▸ **What is needed**
Without any omission, reproduce the records that follow.

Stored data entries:
################

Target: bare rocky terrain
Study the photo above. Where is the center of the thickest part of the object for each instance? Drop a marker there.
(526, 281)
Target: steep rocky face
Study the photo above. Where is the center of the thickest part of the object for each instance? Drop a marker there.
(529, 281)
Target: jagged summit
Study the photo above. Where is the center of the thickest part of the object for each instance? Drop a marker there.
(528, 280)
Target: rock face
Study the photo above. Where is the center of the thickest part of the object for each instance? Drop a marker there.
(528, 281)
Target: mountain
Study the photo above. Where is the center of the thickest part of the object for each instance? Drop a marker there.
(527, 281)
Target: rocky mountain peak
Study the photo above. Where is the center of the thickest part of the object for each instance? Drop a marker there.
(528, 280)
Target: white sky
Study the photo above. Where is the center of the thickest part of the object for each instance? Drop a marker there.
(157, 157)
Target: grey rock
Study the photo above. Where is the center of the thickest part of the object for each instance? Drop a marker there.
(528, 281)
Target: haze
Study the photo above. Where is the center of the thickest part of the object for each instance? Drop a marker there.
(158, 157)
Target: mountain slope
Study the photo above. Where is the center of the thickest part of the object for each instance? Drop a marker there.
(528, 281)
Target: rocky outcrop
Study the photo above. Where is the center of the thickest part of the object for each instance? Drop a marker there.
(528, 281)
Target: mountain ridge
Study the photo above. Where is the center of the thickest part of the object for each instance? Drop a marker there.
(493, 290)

################

▸ **The completed task**
Target: bare rocky terrain
Study the photo above. Where is the center of the thickest part of the object for each instance? Drop a marker there.
(526, 281)
Target: steep rocky face
Study the photo above. Where is the center of the thickest part of the object for each instance? Drop a marker there.
(529, 281)
Target: jagged summit
Study the photo above. Where is the center of the thickest part of the object for each instance? Drop a marker there.
(528, 280)
Target: rock face
Study the photo above. Where is the center of the thickest part of the object for each instance? Drop a marker there.
(528, 281)
Target: mountain
Study the photo above. Where is the center of the thickest part of the object for each instance? Drop a marker there.
(527, 281)
Target: rocky mountain peak
Study the photo above. Where is the center of the thickest part of the object for each instance? Drop a marker there.
(528, 280)
Target: white sky
Study the photo above. Where is the center of the thickest part of the object for each instance? Drop a marker there.
(157, 157)
Target: grey rock
Study the photo above. Where is the center of the thickest part of the object for each instance? Drop a marker there.
(528, 281)
Target: haze
Study the photo above. Where is the center of the thickest part of the object for each instance? Drop a marker there.
(158, 157)
Target: mountain slope
Study the photo above. Where is the center of the thickest part of the object for each instance? Drop a marker there.
(528, 281)
Target: rocky outcrop
Study the photo above. Where is the center of the thickest part of the object for each instance? Drop a marker there.
(528, 281)
Target: mountain ridge
Study the photo above. Where is the center of the thickest part of the object for each instance? Drop a marker there.
(493, 290)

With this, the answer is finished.